- [Description of the task]
From the rows below, keep only the lines that contain the string "stand". The match is case-sensitive.

- [Items]

◇ ◇ ◇ ◇

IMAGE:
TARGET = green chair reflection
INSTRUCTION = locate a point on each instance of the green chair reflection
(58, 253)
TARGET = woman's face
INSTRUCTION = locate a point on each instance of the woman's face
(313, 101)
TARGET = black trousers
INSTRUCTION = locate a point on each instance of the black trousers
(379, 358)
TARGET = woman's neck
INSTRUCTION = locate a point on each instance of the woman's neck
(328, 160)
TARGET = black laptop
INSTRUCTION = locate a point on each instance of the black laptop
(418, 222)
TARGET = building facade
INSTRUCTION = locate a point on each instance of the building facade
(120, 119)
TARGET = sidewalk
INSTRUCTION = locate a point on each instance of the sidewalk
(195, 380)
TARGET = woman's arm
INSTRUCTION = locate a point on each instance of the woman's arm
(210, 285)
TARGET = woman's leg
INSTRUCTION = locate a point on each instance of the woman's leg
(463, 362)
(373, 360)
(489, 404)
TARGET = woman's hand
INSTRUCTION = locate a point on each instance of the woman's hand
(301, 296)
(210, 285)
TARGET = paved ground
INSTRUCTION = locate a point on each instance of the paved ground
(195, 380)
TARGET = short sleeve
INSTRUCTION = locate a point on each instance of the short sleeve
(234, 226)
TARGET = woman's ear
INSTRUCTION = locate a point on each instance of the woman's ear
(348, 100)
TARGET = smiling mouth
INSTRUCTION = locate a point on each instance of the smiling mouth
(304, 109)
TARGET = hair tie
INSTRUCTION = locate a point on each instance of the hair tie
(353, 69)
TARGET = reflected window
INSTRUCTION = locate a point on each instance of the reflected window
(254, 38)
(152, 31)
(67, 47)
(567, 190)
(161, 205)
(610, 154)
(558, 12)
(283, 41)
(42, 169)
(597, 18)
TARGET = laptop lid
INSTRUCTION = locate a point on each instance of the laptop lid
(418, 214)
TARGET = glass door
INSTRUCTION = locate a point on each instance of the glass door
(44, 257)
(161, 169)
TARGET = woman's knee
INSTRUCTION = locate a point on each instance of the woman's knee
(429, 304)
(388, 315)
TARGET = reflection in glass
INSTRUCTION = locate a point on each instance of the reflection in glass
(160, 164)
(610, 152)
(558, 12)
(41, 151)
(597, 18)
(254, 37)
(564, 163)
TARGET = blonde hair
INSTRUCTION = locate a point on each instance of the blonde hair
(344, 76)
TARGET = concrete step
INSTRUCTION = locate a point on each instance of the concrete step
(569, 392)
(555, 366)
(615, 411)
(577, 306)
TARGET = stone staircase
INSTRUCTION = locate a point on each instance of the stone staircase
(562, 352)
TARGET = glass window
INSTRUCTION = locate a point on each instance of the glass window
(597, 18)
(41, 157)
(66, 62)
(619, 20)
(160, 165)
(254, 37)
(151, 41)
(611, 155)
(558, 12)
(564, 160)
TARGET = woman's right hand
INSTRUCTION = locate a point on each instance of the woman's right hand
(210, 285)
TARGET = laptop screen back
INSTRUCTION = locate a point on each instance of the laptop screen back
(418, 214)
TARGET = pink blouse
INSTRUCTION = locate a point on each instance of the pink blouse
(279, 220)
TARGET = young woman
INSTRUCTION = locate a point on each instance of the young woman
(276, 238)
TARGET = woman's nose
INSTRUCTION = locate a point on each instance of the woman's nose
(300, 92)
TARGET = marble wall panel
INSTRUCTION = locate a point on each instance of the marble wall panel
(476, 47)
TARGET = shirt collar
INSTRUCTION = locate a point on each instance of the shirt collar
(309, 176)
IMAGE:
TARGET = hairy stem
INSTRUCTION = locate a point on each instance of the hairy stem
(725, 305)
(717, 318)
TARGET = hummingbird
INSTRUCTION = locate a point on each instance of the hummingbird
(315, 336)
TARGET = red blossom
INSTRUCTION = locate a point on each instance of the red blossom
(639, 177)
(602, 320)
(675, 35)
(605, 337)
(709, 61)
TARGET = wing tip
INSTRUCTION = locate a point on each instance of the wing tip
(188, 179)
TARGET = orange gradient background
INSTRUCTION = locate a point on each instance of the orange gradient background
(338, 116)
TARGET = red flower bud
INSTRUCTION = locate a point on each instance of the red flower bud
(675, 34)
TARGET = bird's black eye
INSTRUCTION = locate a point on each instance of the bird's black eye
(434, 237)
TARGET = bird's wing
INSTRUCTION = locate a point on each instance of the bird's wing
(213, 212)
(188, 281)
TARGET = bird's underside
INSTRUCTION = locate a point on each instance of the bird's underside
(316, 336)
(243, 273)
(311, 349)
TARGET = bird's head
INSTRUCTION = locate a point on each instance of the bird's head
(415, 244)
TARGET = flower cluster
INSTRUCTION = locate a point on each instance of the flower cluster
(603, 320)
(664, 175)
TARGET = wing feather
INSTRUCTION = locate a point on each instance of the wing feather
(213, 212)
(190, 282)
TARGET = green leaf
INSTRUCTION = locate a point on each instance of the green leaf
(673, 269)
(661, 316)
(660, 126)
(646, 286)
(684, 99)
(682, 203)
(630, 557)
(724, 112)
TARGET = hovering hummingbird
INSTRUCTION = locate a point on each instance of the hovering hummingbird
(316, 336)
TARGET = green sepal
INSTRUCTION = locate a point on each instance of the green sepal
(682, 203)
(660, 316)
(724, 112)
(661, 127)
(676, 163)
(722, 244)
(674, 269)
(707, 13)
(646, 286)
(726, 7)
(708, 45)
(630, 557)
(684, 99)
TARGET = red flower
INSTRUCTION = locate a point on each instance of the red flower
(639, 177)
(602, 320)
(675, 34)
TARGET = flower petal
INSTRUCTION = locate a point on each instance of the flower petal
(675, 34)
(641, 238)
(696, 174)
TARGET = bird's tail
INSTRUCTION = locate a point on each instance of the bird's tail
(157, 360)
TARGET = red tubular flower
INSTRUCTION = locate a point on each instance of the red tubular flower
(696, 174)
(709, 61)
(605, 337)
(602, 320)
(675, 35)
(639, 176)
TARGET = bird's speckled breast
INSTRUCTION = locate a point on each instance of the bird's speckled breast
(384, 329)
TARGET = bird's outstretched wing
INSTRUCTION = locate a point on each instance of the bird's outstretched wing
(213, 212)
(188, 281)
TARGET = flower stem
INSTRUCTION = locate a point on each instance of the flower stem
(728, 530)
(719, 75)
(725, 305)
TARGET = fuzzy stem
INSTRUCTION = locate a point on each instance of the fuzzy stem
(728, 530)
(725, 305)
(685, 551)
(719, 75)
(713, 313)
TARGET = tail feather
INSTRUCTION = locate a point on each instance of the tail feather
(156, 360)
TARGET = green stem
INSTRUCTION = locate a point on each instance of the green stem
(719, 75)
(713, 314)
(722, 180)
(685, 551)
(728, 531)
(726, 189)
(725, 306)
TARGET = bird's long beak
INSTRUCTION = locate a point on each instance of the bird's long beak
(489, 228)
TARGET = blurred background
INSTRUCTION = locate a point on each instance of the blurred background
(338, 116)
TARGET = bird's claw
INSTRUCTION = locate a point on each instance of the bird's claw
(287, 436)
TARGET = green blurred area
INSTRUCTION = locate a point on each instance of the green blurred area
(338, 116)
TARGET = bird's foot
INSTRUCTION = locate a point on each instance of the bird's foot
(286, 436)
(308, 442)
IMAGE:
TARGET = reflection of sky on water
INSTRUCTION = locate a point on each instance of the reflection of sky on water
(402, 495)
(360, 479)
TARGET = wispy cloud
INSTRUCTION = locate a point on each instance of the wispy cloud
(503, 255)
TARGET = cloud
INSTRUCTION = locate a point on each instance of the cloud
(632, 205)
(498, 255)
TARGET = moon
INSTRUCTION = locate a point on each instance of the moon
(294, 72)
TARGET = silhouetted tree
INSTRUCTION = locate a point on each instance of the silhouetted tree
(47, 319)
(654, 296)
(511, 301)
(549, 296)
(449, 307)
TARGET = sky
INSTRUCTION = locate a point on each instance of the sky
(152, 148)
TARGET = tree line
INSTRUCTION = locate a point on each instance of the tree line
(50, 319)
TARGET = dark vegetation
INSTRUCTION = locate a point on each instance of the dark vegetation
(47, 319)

◇ ◇ ◇ ◇

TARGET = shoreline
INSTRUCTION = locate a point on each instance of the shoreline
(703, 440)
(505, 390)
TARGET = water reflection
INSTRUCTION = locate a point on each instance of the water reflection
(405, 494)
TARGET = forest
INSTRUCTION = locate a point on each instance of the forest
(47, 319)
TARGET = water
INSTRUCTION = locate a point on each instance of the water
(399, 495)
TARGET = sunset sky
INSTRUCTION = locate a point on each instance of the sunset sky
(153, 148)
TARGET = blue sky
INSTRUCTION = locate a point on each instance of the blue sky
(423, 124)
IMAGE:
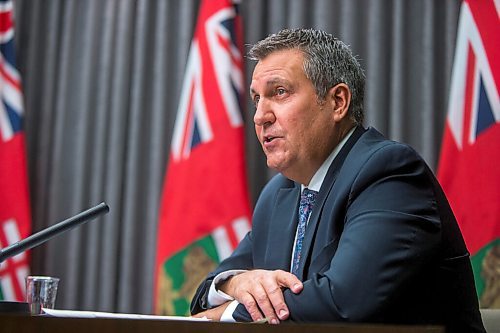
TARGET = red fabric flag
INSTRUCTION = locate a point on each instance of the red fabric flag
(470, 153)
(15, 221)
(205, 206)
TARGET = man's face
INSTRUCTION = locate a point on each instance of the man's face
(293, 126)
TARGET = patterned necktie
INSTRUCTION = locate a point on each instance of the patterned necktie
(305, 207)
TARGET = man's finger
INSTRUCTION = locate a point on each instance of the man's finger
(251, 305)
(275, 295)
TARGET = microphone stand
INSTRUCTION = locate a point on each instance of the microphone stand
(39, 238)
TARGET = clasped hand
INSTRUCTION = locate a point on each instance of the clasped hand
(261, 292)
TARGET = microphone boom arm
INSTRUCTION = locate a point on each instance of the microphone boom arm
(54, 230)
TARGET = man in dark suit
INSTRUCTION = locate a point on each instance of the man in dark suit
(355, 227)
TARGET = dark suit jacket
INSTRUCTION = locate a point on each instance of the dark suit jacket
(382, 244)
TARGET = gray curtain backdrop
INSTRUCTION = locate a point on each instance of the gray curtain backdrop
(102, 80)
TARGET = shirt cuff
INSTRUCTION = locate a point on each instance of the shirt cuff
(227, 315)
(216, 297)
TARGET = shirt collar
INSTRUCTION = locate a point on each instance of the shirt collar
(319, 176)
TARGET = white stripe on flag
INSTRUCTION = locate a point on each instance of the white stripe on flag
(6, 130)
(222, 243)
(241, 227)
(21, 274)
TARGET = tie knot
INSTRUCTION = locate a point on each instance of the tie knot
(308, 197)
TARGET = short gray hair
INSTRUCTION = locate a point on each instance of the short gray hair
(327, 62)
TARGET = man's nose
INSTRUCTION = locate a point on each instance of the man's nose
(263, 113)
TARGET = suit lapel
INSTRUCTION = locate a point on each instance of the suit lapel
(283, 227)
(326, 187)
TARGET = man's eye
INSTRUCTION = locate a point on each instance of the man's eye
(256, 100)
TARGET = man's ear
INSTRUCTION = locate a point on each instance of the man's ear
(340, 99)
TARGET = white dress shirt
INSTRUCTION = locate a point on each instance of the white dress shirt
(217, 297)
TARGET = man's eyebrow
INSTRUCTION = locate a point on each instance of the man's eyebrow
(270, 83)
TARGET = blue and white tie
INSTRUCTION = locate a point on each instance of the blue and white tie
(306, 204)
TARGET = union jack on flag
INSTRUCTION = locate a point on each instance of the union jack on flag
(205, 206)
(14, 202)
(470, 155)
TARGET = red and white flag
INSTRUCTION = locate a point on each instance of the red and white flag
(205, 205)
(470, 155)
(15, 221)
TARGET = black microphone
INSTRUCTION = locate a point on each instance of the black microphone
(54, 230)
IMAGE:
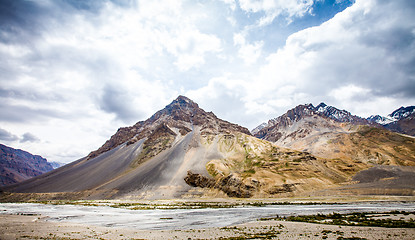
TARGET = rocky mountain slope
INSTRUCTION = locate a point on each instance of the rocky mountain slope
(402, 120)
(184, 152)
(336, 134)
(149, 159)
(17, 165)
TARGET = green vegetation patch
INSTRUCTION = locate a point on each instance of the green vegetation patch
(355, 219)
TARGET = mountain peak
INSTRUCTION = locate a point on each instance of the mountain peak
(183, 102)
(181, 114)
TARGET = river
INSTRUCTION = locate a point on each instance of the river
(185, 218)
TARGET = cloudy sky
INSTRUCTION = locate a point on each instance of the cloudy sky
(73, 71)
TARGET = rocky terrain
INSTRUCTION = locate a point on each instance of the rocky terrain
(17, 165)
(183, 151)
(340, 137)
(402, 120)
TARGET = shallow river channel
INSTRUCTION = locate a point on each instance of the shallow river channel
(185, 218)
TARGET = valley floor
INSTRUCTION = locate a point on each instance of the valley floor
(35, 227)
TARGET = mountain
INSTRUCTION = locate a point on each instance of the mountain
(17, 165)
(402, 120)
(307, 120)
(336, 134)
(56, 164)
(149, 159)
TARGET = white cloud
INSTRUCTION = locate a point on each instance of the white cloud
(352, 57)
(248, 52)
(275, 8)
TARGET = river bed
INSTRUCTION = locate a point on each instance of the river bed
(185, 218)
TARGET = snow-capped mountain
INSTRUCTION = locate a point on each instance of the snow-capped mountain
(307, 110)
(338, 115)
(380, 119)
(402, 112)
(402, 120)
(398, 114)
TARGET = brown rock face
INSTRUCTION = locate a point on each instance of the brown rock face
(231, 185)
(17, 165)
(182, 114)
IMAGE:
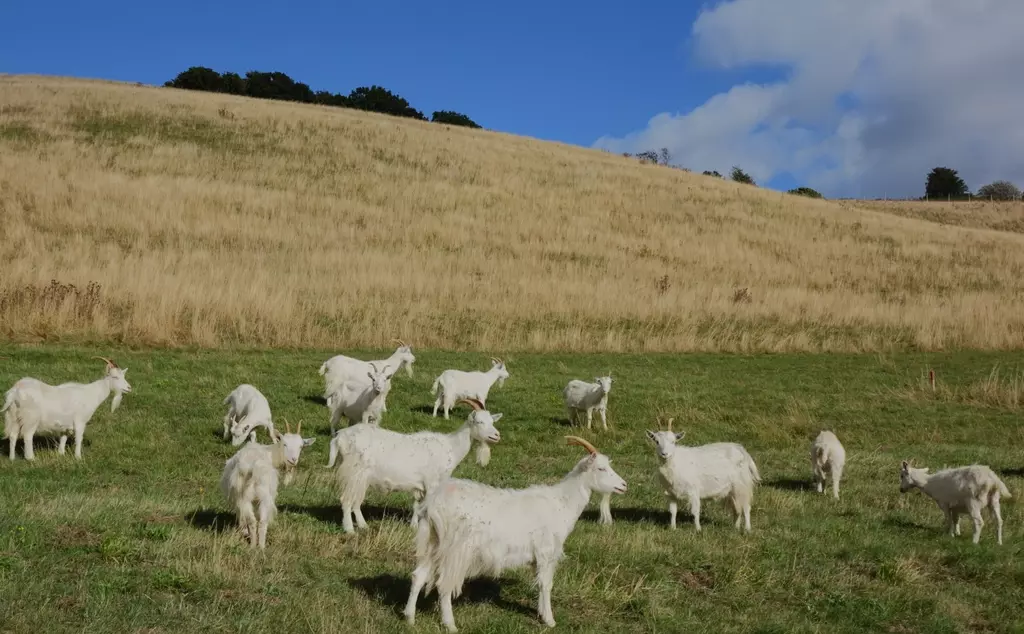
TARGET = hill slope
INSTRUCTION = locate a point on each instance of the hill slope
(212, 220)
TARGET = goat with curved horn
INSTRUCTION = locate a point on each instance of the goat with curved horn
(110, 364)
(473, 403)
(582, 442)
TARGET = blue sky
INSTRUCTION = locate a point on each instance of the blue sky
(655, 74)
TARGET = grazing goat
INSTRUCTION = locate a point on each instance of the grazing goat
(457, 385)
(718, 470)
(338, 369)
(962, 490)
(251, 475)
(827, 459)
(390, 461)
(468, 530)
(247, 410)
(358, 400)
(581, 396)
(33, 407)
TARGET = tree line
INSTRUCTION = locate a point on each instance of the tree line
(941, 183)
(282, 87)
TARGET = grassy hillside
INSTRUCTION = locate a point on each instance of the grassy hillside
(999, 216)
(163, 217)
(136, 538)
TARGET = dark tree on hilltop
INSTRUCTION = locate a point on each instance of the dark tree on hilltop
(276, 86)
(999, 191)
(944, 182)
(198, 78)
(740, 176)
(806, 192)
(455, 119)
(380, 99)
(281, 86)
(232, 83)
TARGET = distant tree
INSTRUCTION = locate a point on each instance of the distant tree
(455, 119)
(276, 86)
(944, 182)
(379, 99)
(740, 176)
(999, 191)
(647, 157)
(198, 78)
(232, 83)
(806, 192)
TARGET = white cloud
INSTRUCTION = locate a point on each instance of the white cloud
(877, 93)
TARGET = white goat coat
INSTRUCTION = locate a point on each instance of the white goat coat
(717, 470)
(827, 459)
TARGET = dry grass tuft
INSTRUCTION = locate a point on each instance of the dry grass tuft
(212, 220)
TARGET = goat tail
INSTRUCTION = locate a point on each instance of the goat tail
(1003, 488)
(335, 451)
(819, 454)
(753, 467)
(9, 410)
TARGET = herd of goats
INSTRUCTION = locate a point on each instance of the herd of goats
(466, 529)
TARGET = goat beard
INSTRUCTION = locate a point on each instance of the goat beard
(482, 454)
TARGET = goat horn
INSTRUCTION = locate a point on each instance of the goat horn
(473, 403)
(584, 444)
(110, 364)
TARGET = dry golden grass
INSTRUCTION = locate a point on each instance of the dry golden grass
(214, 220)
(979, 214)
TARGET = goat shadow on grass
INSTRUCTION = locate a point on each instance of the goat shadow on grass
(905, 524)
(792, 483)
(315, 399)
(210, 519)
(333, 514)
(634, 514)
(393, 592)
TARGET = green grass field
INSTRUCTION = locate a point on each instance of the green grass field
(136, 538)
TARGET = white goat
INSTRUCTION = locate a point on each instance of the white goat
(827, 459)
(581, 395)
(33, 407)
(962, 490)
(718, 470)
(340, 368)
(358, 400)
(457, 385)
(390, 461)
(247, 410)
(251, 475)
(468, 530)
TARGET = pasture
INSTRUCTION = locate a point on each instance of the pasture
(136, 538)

◇ ◇ ◇ ◇

- [Expected answer]
TARGET = microphone stand
INSTRUCTION = locate a point on each instance of the microphone stand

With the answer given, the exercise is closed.